[OBJECTIVE]
Repeat the lines starting at the one that contains "[tag] flag pole: a pin per instance" and ending at the end of the lines, with both ends included.

Items from a dataset:
--------------------------------

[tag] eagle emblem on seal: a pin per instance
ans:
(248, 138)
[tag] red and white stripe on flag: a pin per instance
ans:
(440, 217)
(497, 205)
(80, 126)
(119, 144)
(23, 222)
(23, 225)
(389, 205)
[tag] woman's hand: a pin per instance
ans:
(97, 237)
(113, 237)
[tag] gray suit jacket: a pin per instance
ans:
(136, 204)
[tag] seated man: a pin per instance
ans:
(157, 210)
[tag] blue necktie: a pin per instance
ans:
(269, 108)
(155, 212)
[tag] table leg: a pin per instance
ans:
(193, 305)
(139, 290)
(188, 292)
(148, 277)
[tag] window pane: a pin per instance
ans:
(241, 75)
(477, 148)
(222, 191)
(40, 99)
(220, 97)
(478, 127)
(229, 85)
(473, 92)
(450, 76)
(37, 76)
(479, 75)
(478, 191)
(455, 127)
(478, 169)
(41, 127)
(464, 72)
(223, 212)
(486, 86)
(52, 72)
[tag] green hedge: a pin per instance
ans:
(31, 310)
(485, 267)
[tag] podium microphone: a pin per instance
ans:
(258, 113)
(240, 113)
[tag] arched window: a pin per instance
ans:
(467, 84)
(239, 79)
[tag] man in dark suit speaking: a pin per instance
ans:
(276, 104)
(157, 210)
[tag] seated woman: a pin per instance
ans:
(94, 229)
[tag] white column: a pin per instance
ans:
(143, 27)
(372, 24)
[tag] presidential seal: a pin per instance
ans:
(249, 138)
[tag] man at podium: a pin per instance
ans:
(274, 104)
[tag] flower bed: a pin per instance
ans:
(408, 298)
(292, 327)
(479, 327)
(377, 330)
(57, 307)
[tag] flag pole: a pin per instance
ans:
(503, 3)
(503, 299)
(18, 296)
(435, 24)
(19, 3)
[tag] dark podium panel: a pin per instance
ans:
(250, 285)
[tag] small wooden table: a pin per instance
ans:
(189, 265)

--------------------------------

[ANSWER TO THE EXERCISE]
[tag] flag pole: a pin per instance
ans:
(503, 3)
(503, 299)
(18, 296)
(435, 24)
(19, 3)
[tag] dark podium panel: a pin per instance
ans:
(250, 285)
[tag] small wooden table: a pin per instance
ans:
(189, 265)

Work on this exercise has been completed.